> _EXERCISE DESCRIPTION_
Your output is to consist only of the line containing "- **Object to find**: ice balustrade" and the lines after it, through the end of the data, reproduced exactly.

Collected data:
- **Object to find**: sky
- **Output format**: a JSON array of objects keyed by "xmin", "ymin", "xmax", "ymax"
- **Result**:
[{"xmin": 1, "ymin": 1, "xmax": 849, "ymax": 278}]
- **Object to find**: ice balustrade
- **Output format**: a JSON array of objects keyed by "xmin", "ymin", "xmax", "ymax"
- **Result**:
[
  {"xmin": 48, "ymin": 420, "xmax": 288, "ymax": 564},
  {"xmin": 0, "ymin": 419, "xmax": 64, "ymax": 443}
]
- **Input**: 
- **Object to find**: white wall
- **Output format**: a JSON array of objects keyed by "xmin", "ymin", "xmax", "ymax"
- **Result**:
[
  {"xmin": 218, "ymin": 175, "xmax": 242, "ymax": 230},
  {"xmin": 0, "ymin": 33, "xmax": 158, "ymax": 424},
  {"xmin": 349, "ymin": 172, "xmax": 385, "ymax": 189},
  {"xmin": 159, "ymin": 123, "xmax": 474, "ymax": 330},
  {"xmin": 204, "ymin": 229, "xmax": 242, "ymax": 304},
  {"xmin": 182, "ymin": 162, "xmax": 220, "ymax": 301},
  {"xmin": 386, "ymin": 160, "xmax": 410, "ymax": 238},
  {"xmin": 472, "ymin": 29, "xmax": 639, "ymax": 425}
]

> _OUTPUT BELOW_
- **Object to find**: ice balustrade
- **Output format**: a JSON array of objects keyed by "xmin", "ymin", "xmax", "ymax"
- **Result**:
[
  {"xmin": 48, "ymin": 420, "xmax": 288, "ymax": 564},
  {"xmin": 0, "ymin": 419, "xmax": 64, "ymax": 443}
]
- **Input**: 
- **Object to find**: white wall
- **Output format**: a JSON array of objects keyed by "xmin", "ymin", "xmax", "ymax"
- **Result**:
[
  {"xmin": 218, "ymin": 175, "xmax": 242, "ymax": 230},
  {"xmin": 0, "ymin": 33, "xmax": 158, "ymax": 424},
  {"xmin": 349, "ymin": 172, "xmax": 385, "ymax": 189},
  {"xmin": 159, "ymin": 123, "xmax": 474, "ymax": 330},
  {"xmin": 204, "ymin": 229, "xmax": 242, "ymax": 304},
  {"xmin": 182, "ymin": 162, "xmax": 220, "ymax": 301},
  {"xmin": 386, "ymin": 160, "xmax": 410, "ymax": 238},
  {"xmin": 472, "ymin": 29, "xmax": 639, "ymax": 425}
]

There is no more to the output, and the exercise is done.